__Objective__.
Please copy out, word for word, the lines below from the very first one through the line containing "71), (61, 68)]", with both of those lines included.

** START OF Stored records **

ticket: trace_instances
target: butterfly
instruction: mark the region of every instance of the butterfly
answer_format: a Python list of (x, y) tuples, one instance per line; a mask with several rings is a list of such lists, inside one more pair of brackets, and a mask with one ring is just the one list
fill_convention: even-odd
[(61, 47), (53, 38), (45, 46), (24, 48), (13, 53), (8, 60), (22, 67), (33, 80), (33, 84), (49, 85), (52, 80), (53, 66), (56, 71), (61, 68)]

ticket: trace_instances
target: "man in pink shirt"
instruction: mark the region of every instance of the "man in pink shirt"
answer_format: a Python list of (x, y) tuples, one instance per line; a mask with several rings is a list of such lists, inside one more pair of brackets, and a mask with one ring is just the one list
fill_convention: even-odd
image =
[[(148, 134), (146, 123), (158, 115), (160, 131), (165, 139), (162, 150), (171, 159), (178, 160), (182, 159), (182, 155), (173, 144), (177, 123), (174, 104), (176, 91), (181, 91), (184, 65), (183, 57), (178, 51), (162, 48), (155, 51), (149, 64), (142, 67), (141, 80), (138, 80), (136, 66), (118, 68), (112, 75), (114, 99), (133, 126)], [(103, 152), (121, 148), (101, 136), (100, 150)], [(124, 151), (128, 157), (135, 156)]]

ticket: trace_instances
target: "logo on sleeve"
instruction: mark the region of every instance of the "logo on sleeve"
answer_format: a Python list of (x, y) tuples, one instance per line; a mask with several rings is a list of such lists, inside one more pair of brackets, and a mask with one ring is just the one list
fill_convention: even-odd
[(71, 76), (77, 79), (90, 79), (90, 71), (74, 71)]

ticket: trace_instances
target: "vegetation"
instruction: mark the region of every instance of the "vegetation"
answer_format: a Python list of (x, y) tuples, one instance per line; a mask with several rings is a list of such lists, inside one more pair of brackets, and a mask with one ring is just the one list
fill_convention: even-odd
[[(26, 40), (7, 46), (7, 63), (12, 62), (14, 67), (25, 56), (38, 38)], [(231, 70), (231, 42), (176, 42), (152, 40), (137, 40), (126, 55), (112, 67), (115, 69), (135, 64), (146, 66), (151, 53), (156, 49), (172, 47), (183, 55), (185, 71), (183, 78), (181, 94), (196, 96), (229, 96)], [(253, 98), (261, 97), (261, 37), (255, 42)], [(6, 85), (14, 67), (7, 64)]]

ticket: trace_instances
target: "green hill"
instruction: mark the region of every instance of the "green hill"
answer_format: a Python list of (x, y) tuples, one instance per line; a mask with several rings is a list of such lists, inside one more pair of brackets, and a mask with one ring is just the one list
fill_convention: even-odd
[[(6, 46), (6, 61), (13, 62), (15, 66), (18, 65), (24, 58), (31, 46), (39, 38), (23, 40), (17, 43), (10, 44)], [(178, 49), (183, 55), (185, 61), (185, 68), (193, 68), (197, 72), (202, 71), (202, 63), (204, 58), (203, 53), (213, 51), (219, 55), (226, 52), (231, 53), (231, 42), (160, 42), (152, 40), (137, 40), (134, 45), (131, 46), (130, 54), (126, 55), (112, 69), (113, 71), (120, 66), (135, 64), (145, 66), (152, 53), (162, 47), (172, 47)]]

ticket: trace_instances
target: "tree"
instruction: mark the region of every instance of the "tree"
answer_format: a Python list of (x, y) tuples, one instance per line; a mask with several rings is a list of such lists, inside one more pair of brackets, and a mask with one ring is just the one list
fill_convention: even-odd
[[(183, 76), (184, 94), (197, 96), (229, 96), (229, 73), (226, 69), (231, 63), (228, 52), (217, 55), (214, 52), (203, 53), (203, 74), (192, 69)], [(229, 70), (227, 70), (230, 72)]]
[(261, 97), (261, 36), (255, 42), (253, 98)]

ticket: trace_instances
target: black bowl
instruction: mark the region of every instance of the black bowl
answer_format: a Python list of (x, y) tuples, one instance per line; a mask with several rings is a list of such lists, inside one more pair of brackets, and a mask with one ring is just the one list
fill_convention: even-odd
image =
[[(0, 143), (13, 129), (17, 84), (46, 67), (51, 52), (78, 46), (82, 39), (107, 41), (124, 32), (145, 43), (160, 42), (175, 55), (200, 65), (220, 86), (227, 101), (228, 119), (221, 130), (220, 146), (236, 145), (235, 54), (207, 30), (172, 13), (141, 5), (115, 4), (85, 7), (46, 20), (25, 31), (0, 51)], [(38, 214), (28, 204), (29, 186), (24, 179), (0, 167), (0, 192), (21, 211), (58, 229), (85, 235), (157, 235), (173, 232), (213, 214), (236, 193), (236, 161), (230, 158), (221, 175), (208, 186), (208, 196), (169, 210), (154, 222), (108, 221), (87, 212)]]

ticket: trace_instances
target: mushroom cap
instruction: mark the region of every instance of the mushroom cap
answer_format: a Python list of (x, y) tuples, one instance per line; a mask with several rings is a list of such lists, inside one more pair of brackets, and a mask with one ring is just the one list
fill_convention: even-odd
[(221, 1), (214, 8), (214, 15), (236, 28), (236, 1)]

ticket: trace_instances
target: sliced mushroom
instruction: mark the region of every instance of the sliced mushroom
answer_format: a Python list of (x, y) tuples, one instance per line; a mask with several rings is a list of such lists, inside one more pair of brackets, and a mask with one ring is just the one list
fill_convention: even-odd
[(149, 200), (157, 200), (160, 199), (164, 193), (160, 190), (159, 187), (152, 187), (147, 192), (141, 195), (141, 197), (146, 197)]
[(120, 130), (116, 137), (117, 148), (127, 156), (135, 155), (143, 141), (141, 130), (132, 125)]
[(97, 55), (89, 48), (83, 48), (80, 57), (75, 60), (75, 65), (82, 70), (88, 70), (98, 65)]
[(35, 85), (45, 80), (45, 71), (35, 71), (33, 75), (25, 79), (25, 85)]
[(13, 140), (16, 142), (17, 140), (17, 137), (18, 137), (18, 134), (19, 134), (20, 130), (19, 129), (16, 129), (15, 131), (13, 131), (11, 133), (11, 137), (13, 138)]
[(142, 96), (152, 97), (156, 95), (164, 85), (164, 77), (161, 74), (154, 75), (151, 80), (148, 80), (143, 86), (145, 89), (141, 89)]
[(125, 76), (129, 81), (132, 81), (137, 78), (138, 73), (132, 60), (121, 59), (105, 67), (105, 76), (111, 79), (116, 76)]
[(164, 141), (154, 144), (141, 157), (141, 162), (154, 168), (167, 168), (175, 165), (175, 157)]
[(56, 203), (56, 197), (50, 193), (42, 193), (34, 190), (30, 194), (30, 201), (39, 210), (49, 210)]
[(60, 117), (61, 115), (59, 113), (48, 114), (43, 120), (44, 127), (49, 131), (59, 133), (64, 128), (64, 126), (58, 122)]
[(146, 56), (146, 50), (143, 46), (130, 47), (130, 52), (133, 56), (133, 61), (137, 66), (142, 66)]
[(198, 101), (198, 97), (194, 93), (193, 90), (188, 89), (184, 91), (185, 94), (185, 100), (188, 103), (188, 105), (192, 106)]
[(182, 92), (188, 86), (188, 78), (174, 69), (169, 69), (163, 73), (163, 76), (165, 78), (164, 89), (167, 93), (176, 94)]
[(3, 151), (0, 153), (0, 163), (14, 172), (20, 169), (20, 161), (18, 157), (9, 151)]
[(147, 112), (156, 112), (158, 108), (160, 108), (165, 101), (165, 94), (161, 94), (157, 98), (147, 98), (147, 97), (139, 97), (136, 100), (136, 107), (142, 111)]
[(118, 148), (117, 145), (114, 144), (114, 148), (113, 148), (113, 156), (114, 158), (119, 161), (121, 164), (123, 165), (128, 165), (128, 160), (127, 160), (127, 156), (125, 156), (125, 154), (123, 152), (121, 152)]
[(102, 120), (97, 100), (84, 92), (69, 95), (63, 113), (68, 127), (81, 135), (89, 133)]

** END OF Stored records **

__Output of the task__.
ticket: trace_instances
target: butterfly
instruction: mark the region of every instance of the butterfly
answer_format: a Python list of (x, y) tuples, one instance per line; a mask with several rings is a list of such lists, inside one more pair of brackets, and a mask with one ring is just the one list
fill_convention: even-odd
[(61, 47), (53, 38), (45, 46), (24, 48), (13, 53), (8, 60), (22, 67), (33, 80), (33, 84), (49, 85), (52, 80), (53, 66), (56, 71), (61, 68)]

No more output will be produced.